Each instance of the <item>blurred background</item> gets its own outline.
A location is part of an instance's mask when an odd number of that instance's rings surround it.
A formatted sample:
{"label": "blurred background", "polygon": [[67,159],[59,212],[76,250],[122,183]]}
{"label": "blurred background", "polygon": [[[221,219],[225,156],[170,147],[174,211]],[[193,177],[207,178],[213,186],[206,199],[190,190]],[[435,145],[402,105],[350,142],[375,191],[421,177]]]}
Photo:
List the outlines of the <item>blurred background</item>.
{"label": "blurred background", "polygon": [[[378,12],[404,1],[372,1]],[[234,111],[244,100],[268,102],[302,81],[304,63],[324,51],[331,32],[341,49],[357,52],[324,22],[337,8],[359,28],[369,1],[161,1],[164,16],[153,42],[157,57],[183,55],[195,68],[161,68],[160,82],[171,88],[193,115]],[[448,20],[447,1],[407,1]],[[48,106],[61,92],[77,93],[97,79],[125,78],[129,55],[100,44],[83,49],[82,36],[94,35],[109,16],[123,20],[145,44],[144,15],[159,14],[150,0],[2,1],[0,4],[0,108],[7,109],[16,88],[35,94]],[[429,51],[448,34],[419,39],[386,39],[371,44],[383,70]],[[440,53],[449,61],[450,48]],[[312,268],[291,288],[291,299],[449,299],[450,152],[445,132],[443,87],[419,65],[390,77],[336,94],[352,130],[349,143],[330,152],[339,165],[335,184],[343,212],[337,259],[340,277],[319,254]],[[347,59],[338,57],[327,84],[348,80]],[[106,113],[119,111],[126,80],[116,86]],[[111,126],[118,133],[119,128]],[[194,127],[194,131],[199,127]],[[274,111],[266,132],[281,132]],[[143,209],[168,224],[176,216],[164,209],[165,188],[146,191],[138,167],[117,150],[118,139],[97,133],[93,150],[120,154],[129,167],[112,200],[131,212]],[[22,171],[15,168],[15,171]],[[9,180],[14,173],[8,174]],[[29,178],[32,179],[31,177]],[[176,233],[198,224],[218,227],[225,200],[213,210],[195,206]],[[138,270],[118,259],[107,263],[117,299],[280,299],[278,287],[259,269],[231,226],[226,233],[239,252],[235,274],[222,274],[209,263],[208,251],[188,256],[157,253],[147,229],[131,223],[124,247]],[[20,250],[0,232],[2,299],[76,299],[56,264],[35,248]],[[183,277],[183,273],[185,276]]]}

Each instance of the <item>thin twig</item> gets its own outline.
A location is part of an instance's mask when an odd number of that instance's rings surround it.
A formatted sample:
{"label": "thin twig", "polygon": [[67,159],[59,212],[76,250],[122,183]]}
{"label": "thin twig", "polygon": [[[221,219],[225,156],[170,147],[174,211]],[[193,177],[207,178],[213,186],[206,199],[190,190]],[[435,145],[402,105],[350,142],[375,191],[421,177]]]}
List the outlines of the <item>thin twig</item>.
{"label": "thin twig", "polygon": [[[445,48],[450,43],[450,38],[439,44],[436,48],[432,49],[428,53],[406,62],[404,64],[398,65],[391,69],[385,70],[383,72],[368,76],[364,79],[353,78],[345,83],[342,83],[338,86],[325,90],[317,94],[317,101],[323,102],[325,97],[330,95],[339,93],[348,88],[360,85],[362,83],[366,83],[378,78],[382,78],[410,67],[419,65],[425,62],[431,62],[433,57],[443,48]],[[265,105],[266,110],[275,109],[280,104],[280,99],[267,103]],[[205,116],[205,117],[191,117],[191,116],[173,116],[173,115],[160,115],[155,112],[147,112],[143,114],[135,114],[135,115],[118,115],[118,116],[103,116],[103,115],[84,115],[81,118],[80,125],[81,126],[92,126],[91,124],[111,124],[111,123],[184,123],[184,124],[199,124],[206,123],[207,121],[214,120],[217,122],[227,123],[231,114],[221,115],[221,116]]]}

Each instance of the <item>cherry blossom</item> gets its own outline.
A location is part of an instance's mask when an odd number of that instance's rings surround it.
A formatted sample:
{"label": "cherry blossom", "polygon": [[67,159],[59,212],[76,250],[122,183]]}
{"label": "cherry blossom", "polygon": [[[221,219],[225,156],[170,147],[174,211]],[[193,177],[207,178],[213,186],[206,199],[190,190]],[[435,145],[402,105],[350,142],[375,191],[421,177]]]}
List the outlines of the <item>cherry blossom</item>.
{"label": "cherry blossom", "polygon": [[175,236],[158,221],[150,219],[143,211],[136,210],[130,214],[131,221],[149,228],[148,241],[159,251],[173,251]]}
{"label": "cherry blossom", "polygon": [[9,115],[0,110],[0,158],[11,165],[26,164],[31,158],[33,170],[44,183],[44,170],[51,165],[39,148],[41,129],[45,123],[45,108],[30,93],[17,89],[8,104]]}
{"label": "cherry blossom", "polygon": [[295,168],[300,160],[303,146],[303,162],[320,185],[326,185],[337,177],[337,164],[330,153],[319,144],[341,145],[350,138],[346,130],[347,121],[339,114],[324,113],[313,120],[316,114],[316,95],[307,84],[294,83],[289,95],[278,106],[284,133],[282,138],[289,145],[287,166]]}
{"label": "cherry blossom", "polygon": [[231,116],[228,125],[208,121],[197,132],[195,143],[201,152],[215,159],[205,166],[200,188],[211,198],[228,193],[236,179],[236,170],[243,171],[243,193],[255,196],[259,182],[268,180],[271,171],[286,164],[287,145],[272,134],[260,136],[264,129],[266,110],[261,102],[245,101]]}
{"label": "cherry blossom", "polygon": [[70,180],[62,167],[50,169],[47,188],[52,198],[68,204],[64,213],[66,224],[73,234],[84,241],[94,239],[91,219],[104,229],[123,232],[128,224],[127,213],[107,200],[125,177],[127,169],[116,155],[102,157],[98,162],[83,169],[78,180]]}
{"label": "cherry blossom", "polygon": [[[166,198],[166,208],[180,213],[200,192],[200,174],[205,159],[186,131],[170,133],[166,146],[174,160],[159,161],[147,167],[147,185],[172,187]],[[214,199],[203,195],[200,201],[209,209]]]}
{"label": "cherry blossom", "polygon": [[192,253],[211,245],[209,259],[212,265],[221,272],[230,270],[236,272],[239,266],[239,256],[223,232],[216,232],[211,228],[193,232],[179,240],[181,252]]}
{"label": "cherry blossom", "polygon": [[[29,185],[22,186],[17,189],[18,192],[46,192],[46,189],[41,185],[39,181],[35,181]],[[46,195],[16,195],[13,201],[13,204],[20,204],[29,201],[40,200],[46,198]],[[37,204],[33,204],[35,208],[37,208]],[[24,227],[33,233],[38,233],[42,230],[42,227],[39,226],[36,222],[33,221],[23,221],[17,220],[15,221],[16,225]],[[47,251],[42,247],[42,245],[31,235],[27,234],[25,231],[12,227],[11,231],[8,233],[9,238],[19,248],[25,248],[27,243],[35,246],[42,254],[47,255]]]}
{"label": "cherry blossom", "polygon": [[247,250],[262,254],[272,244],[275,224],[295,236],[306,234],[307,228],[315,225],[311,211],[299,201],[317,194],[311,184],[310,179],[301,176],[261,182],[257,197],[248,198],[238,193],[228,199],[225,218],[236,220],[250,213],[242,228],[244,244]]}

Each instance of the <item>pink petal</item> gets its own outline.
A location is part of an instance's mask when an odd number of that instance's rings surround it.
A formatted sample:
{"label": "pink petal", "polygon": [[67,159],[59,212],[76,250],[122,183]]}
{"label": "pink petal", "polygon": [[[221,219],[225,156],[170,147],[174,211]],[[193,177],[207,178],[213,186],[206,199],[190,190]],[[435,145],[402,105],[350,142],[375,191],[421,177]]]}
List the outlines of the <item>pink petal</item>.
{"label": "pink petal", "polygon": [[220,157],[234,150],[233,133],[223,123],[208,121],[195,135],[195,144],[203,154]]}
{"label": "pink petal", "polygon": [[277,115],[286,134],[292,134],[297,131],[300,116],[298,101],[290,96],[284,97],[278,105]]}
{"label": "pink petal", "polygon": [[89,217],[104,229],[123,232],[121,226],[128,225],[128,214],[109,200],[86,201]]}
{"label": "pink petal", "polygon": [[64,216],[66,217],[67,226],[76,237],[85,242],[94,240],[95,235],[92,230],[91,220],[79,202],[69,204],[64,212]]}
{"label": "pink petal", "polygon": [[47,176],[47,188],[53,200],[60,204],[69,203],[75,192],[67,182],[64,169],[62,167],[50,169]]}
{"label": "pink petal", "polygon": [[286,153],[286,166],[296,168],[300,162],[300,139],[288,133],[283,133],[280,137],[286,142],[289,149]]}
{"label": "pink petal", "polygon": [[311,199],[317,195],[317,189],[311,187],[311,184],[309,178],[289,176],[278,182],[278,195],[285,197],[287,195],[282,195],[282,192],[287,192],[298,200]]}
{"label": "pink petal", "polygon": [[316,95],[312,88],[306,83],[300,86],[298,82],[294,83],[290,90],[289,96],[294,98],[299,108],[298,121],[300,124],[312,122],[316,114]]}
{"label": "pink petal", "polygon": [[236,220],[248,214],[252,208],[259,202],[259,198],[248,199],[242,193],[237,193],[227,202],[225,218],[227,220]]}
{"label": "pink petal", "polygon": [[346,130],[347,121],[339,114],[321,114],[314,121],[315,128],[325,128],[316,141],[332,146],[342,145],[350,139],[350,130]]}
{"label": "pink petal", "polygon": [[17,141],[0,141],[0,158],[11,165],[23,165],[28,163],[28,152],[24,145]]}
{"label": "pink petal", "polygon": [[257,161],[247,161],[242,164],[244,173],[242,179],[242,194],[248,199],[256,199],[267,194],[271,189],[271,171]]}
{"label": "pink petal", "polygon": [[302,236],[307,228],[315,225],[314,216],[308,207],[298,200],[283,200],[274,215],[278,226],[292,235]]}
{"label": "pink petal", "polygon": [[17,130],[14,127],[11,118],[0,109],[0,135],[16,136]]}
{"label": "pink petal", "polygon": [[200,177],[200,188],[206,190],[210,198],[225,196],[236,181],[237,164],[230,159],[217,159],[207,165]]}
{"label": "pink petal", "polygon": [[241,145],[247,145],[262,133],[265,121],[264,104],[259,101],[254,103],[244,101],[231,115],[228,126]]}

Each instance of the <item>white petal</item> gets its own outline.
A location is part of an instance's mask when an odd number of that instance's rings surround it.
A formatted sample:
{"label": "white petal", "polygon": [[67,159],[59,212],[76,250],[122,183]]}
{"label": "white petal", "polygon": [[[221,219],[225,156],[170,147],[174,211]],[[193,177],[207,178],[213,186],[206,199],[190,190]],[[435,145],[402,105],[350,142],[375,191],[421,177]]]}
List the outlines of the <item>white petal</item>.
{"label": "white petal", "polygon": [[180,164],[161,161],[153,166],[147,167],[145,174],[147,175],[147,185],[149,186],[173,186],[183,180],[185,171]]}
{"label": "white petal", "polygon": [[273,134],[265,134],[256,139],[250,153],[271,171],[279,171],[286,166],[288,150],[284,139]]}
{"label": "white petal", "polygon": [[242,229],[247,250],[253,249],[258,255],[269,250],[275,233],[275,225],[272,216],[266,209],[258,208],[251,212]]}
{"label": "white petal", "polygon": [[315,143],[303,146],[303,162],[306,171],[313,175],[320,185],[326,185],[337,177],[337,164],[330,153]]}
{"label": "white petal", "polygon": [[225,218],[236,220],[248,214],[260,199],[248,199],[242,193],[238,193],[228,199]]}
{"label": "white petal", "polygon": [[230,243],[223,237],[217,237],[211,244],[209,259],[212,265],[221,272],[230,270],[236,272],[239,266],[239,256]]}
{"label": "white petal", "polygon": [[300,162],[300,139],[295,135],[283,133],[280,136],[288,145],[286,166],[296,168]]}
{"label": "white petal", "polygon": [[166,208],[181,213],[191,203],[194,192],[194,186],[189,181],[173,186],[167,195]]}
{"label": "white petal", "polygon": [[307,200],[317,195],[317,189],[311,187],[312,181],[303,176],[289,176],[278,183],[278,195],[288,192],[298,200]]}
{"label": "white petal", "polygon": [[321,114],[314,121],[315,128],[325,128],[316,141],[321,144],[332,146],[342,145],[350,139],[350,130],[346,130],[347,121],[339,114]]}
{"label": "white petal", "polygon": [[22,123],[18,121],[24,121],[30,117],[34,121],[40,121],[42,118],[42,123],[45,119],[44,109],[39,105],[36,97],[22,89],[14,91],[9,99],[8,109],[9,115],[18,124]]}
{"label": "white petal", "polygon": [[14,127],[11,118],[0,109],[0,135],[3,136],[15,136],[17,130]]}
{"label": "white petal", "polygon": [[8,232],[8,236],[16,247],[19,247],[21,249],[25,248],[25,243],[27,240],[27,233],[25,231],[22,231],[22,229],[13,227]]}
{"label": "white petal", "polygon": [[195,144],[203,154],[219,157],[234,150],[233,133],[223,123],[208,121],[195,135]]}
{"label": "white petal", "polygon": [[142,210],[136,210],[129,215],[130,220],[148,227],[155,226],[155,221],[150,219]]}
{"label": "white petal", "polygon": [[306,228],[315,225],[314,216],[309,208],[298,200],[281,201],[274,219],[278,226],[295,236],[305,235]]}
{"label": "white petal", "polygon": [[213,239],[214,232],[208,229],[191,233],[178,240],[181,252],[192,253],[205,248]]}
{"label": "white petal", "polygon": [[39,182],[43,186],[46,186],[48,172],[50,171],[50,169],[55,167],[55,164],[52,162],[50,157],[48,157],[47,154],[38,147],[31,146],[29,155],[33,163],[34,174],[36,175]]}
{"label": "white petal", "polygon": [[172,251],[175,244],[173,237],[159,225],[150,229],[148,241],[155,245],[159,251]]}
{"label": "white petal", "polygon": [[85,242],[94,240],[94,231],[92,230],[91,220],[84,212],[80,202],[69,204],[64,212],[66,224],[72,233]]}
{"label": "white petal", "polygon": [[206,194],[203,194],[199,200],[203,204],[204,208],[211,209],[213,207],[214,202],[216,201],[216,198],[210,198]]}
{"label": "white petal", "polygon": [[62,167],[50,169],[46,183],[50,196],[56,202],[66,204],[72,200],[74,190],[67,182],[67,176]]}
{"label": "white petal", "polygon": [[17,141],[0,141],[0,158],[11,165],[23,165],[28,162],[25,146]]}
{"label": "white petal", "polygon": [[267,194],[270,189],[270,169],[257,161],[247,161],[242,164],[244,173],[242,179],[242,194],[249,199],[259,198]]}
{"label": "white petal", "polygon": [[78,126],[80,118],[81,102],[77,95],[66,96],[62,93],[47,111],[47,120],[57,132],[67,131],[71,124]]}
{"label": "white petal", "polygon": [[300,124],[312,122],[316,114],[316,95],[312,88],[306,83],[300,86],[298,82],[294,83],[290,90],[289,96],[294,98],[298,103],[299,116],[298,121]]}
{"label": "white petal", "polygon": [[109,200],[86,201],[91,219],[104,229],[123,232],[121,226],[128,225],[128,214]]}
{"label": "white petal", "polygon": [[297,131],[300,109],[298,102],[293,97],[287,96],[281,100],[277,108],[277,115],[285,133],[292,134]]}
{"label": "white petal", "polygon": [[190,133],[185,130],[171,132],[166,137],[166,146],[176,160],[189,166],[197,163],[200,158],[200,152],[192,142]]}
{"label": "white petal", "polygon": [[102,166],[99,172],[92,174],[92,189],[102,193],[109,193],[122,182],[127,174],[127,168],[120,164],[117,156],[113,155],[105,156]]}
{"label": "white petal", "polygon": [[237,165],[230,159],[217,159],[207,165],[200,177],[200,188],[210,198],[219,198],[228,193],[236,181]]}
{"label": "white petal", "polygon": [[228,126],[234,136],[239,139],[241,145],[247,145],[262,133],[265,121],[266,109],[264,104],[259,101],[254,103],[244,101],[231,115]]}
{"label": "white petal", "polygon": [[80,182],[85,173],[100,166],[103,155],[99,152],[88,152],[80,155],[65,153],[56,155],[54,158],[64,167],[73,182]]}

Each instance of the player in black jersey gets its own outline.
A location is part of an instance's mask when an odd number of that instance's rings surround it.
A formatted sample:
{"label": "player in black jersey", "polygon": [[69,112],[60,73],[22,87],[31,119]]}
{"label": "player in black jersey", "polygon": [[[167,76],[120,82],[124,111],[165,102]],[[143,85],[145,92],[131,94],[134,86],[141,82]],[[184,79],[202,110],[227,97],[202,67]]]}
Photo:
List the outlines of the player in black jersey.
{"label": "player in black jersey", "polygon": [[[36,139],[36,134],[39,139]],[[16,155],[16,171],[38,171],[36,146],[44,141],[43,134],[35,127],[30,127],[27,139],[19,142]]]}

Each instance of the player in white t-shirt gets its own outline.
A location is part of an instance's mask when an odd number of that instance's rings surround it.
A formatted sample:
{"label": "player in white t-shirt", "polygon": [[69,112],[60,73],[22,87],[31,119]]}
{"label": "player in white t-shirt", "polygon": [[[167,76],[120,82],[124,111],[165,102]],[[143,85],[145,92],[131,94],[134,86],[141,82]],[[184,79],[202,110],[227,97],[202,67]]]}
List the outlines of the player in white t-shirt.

----

▶ PROBLEM
Write out, character for character, the stretch of the entries from the start through the line containing "List the outlines of the <item>blurred", both ends included.

▶ FINISHED TASK
Each instance of the <item>blurred background</item> gets its own outline.
A location is part of an instance's mask when an odd number of that instance's rings surround it.
A formatted sample:
{"label": "blurred background", "polygon": [[67,159],[59,212],[76,250],[122,183]]}
{"label": "blurred background", "polygon": [[[221,219],[225,156],[170,147],[174,211]],[[193,177],[207,178],[213,186],[206,199],[190,190]],[[435,145],[402,105],[350,142],[375,191],[421,177]]]}
Photo:
List the outlines of the <item>blurred background</item>.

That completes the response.